Directions for this task :: Please copy out the lines from the very first one through the line containing "positive clicks: (162, 266) (898, 48)", including both ends, and leave the pictures out of your answer.

Material for this exercise ::
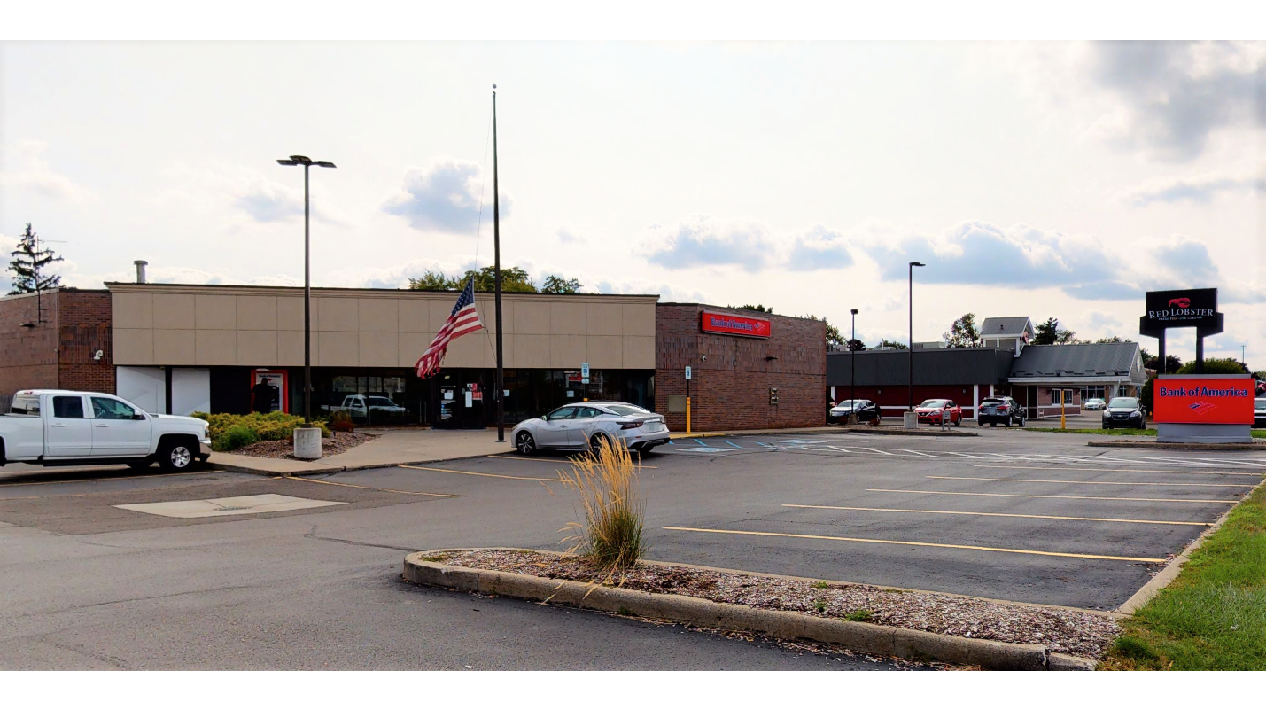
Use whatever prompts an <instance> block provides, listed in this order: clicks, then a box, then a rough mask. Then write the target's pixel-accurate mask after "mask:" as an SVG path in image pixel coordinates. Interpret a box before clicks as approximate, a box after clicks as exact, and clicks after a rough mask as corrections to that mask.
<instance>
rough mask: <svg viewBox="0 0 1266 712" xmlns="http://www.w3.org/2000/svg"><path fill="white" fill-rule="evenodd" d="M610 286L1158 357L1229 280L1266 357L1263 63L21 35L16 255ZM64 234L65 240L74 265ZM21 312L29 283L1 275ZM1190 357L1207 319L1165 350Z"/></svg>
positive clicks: (162, 266) (898, 48)
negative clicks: (499, 277) (288, 165)
mask: <svg viewBox="0 0 1266 712" xmlns="http://www.w3.org/2000/svg"><path fill="white" fill-rule="evenodd" d="M492 84H496V85H498V90H496V92H498V161H499V188H500V203H501V210H500V213H501V220H500V234H501V257H503V265H504V266H520V267H524V269H527V270H528V271H529V272H530V274H532V275H533V276H534V277H537V279H538V280H539V279H543V277H544V275H547V274H558V275H563V276H567V277H576V279H579V280H580V281H581V284H582V285H584V286H582V291H601V293H638V294H660V295H661V299H663V300H675V302H705V303H710V304H718V305H727V304H733V305H739V304H744V303H761V304H765V305H771V307H772V308H774V309H775V312H776V313H780V314H789V315H806V314H814V315H817V317H825V318H828V319H829V321H830V322H832V323H833V324H837V326H839V327H841V328H842V329H843V331H844V332H846V336H847V331H848V328H849V309H851V308H856V309H860V314H858V315H857V322H856V328H857V337H858V338H861V340H863V341H866V342H868V343H871V345H875V343H876V342H877V341H879V340H881V338H890V340H896V341H903V342H904V341H906V340H908V338H909V337H908V318H909V317H908V309H909V304H910V300H909V296H908V294H909V293H908V290H909V286H908V266H906V264H908V262H909V261H922V262H925V264H927V265H928V266H927V267H922V269H918V270H917V271H915V280H914V288H913V289H914V298H913V302H914V340H915V341H934V340H938V338H941V336H942V333H943V332H946V331H948V329H949V324H951V323H952V322H953V321H955V319H956V318H958V317H960V315H962V314H965V313H974V314H976V318H977V321H982V319H984V318H985V317H1018V315H1028V317H1031V318H1033V321H1034V323H1037V322H1039V321H1043V319H1046V318H1048V317H1056V318H1058V319H1060V323H1061V326H1062V327H1063V328H1067V329H1071V331H1074V332H1076V336H1077V338H1087V340H1093V338H1101V337H1108V336H1120V337H1123V338H1128V340H1134V341H1139V342H1141V343H1142V345H1143V346H1144V348H1148V350H1150V351H1151V352H1152V353H1155V352H1156V340H1153V338H1148V337H1139V336H1138V333H1137V331H1138V317H1141V315H1142V313H1143V293H1144V291H1147V290H1158V289H1181V288H1206V286H1213V288H1218V290H1219V294H1218V296H1219V310H1220V312H1223V313H1224V314H1225V332H1224V333H1222V334H1218V336H1214V337H1209V338H1206V340H1205V353H1206V356H1234V357H1239V356H1241V353H1242V347H1243V351H1244V352H1246V353H1247V359H1248V362H1250V366H1252V367H1253V369H1263V367H1266V226H1263V222H1262V214H1263V213H1262V208H1263V207H1266V161H1263V158H1266V147H1263V138H1266V43H1262V42H1252V43H829V42H815V43H760V42H666V43H655V42H648V43H632V42H630V43H623V42H606V43H515V42H499V43H415V42H400V43H394V42H373V43H303V42H294V43H215V42H199V43H148V42H147V43H139V42H137V43H130V42H111V43H104V42H103V43H92V42H71V43H60V42H3V43H0V248H3V250H4V251H5V252H8V251H10V250H11V246H13V245H14V242H15V238H16V236H18V234H20V233H22V232H23V229H24V228H25V224H27V223H32V224H33V228H34V231H35V232H37V233H38V234H39V236H41V237H42V238H43V239H47V241H49V242H48V246H49V247H52V248H54V250H56V251H57V252H58V253H61V255H62V256H63V257H65V261H63V262H61V264H58V265H57V271H58V272H60V274H61V276H62V280H63V284H67V285H75V286H80V288H100V286H101V285H103V283H105V281H114V280H118V281H128V280H132V279H133V275H134V271H133V261H134V260H146V261H148V262H149V267H148V271H149V276H151V280H152V281H168V283H184V284H289V285H295V284H303V196H304V193H303V176H301V168H295V167H285V166H280V165H277V163H276V160H277V158H284V157H286V156H290V155H292V153H301V155H306V156H310V157H311V158H313V160H328V161H333V162H334V163H337V165H338V167H337V168H334V170H328V168H327V170H323V168H311V175H310V180H311V212H313V218H311V279H313V284H314V285H315V286H375V288H398V286H404V285H405V284H406V281H408V277H409V276H415V275H419V274H422V272H423V271H425V270H428V269H429V270H443V271H447V272H454V271H461V270H465V269H468V267H471V266H476V265H477V266H486V265H490V264H491V260H492V226H491V212H492V210H491V204H492V195H491V182H492V181H491V171H492V162H491V161H492V157H491V156H492V155H491V142H490V123H491V122H490V119H491V99H492ZM54 241H60V242H54ZM0 288H5V290H6V291H8V275H6V276H3V277H0ZM1169 341H1170V352H1171V353H1177V355H1179V356H1180V357H1182V359H1184V360H1190V359H1193V357H1194V348H1195V333H1194V329H1175V331H1171V332H1170V337H1169Z"/></svg>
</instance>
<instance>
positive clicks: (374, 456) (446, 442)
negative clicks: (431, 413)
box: [210, 428, 513, 475]
mask: <svg viewBox="0 0 1266 712" xmlns="http://www.w3.org/2000/svg"><path fill="white" fill-rule="evenodd" d="M363 432H367V433H373V432H375V431H372V429H366V431H363ZM511 447H513V446H511V445H510V433H509V429H508V431H506V433H505V442H496V431H495V429H491V428H489V429H482V431H433V429H424V428H418V429H403V431H381V432H380V435H379V437H376V438H375V440H371V441H370V442H366V443H363V445H358V446H356V447H353V448H351V450H348V451H347V452H343V454H339V455H330V456H329V457H322V459H320V460H314V461H311V462H304V461H300V460H289V459H282V457H251V456H247V455H230V454H228V452H216V454H214V455H211V460H210V461H211V465H215V466H218V467H223V469H225V470H234V471H239V473H253V474H258V475H270V474H275V475H322V474H329V473H342V471H346V470H365V469H368V467H390V466H394V465H413V464H417V462H433V461H436V460H453V459H457V457H479V456H480V455H496V454H499V452H508V451H510V450H511Z"/></svg>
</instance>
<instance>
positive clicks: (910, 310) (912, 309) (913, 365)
mask: <svg viewBox="0 0 1266 712" xmlns="http://www.w3.org/2000/svg"><path fill="white" fill-rule="evenodd" d="M914 267H927V265H924V264H923V262H910V412H912V413H913V412H914Z"/></svg>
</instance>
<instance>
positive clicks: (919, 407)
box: [914, 398, 962, 426]
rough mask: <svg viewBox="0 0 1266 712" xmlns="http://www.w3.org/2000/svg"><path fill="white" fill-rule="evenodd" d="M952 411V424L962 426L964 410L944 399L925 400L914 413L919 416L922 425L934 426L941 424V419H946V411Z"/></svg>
mask: <svg viewBox="0 0 1266 712" xmlns="http://www.w3.org/2000/svg"><path fill="white" fill-rule="evenodd" d="M947 408H948V409H949V422H951V423H952V424H955V426H961V424H962V408H960V407H958V404H957V403H955V402H953V400H947V399H944V398H933V399H932V400H924V402H923V403H919V404H918V405H917V407H915V408H914V412H915V413H918V414H919V422H920V423H932V424H933V426H939V424H941V418H943V417H944V412H946V409H947Z"/></svg>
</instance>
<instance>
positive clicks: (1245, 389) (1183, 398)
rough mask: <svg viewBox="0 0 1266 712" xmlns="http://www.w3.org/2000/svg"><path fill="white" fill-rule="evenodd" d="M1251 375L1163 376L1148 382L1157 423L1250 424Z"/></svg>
mask: <svg viewBox="0 0 1266 712" xmlns="http://www.w3.org/2000/svg"><path fill="white" fill-rule="evenodd" d="M1253 385H1255V384H1253V379H1252V376H1247V375H1246V376H1244V378H1242V379H1236V378H1231V379H1227V378H1220V379H1210V378H1199V376H1194V378H1179V379H1175V378H1165V379H1156V381H1155V383H1153V384H1152V388H1153V390H1152V403H1153V410H1155V418H1156V422H1157V423H1186V424H1193V423H1199V424H1217V426H1251V424H1253Z"/></svg>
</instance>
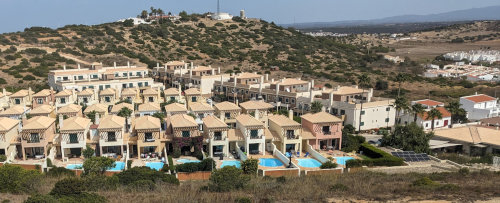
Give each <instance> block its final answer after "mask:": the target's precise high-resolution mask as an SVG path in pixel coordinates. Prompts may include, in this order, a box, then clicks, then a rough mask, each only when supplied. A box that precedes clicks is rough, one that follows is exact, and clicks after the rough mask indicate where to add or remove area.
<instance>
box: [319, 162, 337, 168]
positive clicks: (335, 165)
mask: <svg viewBox="0 0 500 203" xmlns="http://www.w3.org/2000/svg"><path fill="white" fill-rule="evenodd" d="M319 168H320V169H329V168H337V163H333V162H332V161H327V162H325V163H322V164H321V166H319Z"/></svg>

Result for this task ::
Use whatever prompts an <instance> block provides, listed in this order: clicks, then a box, then a rough mask. Then write the target's pixel-accurate mask after "mask:" as an SVG path in image pixel coordinates. Interpret a box before clicks as approximate, a box after clicks as exact, and clicks after a rough mask as corrections to that mask.
<instance>
rough mask: <svg viewBox="0 0 1266 712" xmlns="http://www.w3.org/2000/svg"><path fill="white" fill-rule="evenodd" d="M610 286L1158 357L1229 280L1266 357L1263 63L21 35L16 255ZM64 234L65 240L74 265ZM21 312L29 283L1 275ZM1190 357L1207 319L1165 350Z"/></svg>
positive clicks: (162, 266) (898, 48)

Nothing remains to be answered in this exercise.